#### [Stated goal]
The data below is to be returned in full and exactly.

#### [Supplied records]
::::

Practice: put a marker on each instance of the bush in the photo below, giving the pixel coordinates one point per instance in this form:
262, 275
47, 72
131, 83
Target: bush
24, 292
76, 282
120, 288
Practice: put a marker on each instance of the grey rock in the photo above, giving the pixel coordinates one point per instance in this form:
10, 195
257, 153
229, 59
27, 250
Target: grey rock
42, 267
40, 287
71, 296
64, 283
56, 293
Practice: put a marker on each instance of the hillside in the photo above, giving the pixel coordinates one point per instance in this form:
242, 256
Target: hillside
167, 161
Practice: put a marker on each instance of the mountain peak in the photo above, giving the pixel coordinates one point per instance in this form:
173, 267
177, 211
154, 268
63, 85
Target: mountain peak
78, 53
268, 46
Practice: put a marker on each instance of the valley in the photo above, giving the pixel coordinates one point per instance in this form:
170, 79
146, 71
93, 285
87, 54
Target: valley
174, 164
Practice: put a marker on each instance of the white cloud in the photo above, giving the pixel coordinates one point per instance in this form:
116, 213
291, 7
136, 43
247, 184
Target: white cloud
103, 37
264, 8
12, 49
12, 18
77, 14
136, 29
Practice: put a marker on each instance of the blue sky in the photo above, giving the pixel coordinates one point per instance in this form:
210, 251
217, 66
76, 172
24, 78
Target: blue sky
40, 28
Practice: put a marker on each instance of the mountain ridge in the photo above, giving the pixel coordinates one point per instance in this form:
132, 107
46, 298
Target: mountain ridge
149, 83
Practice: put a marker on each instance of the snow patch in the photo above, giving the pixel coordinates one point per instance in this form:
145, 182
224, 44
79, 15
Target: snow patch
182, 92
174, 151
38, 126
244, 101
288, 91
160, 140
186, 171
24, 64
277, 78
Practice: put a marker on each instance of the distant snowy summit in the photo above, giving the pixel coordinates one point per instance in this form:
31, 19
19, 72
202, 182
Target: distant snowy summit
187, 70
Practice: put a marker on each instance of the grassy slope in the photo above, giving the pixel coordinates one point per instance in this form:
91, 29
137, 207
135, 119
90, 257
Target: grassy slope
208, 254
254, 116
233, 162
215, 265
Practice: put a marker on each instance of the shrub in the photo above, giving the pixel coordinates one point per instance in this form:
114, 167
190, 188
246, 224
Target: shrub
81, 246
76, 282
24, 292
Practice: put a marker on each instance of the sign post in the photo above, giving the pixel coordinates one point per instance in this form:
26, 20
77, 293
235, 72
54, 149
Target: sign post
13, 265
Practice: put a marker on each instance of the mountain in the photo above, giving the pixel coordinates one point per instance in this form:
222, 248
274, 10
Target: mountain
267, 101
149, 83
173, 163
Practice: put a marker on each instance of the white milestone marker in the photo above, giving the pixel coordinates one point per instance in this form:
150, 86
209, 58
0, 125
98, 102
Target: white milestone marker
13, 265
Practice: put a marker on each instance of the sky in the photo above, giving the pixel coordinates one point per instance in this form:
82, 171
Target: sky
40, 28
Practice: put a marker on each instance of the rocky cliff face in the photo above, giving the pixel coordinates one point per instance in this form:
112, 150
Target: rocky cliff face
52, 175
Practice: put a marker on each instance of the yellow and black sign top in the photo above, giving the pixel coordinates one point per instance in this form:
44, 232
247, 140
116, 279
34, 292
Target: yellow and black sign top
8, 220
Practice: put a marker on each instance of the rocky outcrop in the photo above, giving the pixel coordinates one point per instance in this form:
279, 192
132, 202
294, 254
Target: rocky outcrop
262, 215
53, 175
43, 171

::::

#### [Exercise answer]
Practice: put a marker on each instance of the bush in the photo below, giving the pixel coordinates one point per instance in this form:
262, 275
47, 72
131, 83
Target: bush
24, 292
76, 282
120, 288
Practice: put a marker on each instance of the grey rock in the photo above, giving the pixel coordinates one point per instance in this form:
10, 195
257, 153
229, 59
27, 250
Target: grey rock
42, 267
40, 287
71, 296
64, 283
56, 293
Practice: put a marker on each instance of the hillside in the photo above, giving the pixel coordinates one point per instance in this form:
242, 256
Target: hillside
167, 161
Practice: put a marker on each instance of the mountain peak in the photo above, giving the pixel coordinates one point per instance in this form:
173, 267
177, 211
154, 268
63, 85
Target: mountain peak
78, 53
268, 46
Practice: put a marker on each instance of the valley in the photo above, giving the pixel coordinates one point per instance in this form:
170, 79
146, 71
93, 285
87, 54
Target: valley
174, 164
Practice: put a marker on each instance of the white cloud in the photo above, giving the pixel coordinates one point per instance in this form:
116, 213
291, 7
136, 43
247, 184
Target: white cloud
103, 37
264, 8
12, 49
12, 18
77, 14
136, 29
Practice: put a marker on each instance of the blue sky in the photo above, giving the pixel coordinates one point per instance in this form:
210, 251
217, 66
76, 172
24, 78
Target: blue sky
40, 28
Practice: put a marker on each instance of the mountain ridge in the photo above, giving the pixel coordinates one point per instance in this form:
132, 107
46, 298
Target: mountain ridge
149, 83
Practice: put a marker on each instance of the snow patch in the photo above, giving the pixel coordinates one point per instance in this form:
145, 182
224, 44
79, 15
Target: snow patch
182, 92
174, 151
38, 126
244, 101
288, 91
160, 140
186, 171
24, 64
277, 78
Practice: put a marker on each instance of the distant snowy summit in the photo above, giving the pixel coordinates one point per instance in this form:
31, 19
19, 72
202, 182
Target: distant snowy summit
187, 70
Practice: put a marker on each instance of the grassy slope in the photo above, giving the pixel coordinates one point per instance in this form:
91, 29
137, 207
135, 119
90, 257
Target: grassy slope
208, 254
254, 116
233, 162
215, 265
Practice: put a marker on each instance of the shrub in the photo above, giving the pixel coordinates one point per instance in this form:
114, 167
190, 188
246, 224
Target: shrub
81, 246
76, 282
24, 292
Practice: put a marker on each instance of the sign post in the photo above, giving the pixel coordinates one point per instance in this form:
26, 20
77, 293
235, 72
54, 149
Target: sign post
13, 265
Practice: put a marker on each instance of the mountain in the photo above, giving the pixel coordinates one point per instance in this form:
222, 248
274, 10
Target: mountain
267, 101
149, 83
173, 163
Practice: put a marker on each instance of the white milestone marker in the photo above, giving the pixel coordinates one point per instance in this form:
150, 86
209, 58
0, 125
98, 102
Target: white milestone marker
13, 265
Practice: put a marker on each instance of the sky in the photo above, giving the pixel coordinates one point per instance in this form:
82, 171
Target: sky
40, 28
Practice: put a marker on each instance of the rocky cliff face in the photo above, giving the pixel coordinates one point per instance in this form:
112, 150
Target: rocky cliff face
52, 175
Practice: put a marker on each instance of the yellow and black sign top in the photo above, giving the pixel coordinates one point per instance in this form:
44, 232
247, 140
116, 279
34, 292
Target: yellow and black sign top
8, 220
Practice: put a marker on each instance of the rocky outcrop in the photo above, giving the pixel coordinates one point per instance in this form:
279, 192
132, 202
294, 254
Target: rocky outcrop
262, 215
53, 175
43, 171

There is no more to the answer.